>> Start SUPPLIED PASSAGE

# FS: OEM 18" M3 Wheels & Tires $1135 obo



## jfrancisny (Sep 1, 2003)

FS: OEM set of 4 wheels and tires from my recently purchased 2001 BMW E46 M3 Convertible (I recently upgraded to 19" wheels). These are not replicas!! The front wheels are 18X8 with 47mm offset. The rear wheels are 18X9 with 26mm offset. Lug pattern is 5X120. The tires are Continental ContiSportContacts size 225/45-ZR18 front and 255/40-ZR18 rear. The tires are almost new, with a remaining treadlife of approximately 90% on both front and rear. Brand new the tire tread depth is 10/32". Current tire tread depth is 9/32" both front and rear. Wheels have approximately 13k miles on them. One rear wheel has a C-shaped scrape which is shown close-up in one of the pictures. Other than that see photo's for overall condition. Tires have approximately 3000 miles on them. One tire had a slow leak (tack) and was fixed. Other than that, no problems. If you are going to buy these and do not intend to use them on an E46 M3, please verify that they will fit your vehicle. I will not vouch for fitment on any car other than a BMW E46 M3. Buyer will pay actual shipping charges (should be between $25 and $30 per wheel via UPS) and insurance is optional at buyers expense. If you are not satisfied with the condition of the wheels, I will refund your money if you return wheels/tires in same condition as sent. Return shipping will be at buyers expense. Please e-mail me with any inquiries you may have. To see pictures of the wheels follow this link:
http://photos.e46fanatics.com/showg...cat=500&thumb=1


----------



## mabstoa (Sep 16, 2006)

I Can Pick Them Up What Is The Bottom Line.


----------



## jfrancisny (Sep 1, 2003)

mabstoa said:


> I Can Pick Them Up What Is The Bottom Line.


Are you joking? This thread is 3 YEARS OLD!! I don't even have the car anymore, let alone the wheels.


----------

>> End SUPPLIED PASSAGE
>> Start DATA ROWS

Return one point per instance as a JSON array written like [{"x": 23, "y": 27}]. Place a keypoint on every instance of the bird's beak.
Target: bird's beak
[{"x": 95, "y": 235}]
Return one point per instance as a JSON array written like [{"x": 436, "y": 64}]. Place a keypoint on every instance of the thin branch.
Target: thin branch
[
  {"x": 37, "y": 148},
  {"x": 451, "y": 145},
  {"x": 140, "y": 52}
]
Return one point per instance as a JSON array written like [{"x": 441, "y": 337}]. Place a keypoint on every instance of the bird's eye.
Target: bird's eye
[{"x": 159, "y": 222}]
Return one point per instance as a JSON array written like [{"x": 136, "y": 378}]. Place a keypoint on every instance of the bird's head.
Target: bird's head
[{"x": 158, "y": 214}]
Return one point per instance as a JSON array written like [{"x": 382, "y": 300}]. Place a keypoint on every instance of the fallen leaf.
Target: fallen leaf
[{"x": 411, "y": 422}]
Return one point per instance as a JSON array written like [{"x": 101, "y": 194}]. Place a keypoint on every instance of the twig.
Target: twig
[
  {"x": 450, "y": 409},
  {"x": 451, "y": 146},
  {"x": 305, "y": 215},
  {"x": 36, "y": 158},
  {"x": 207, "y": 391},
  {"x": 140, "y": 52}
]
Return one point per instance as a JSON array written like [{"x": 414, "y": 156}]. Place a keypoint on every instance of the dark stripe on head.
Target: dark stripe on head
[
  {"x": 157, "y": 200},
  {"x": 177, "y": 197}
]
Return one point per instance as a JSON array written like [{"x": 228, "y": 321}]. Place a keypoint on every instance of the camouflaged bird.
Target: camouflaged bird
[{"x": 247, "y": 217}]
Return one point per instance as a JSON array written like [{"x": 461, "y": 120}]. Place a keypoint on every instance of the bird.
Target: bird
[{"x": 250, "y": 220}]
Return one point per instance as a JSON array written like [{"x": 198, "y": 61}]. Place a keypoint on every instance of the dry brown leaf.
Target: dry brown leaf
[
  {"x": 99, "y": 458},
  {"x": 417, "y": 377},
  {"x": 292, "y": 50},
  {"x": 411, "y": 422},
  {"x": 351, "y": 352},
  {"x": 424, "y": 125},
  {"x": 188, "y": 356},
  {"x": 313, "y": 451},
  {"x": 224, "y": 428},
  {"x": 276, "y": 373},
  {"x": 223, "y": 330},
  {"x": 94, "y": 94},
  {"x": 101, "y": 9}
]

>> End DATA ROWS

# [REQUIRED WORK]
Using the wheel sale thread, explain in one to three sentences why the seller rejects the later offer to pick up the wheels.

# [THE ANSWER]
The seller points out that the thread is three years old. He no longer even has the car, so he certainly doesn't have the wheels to sell.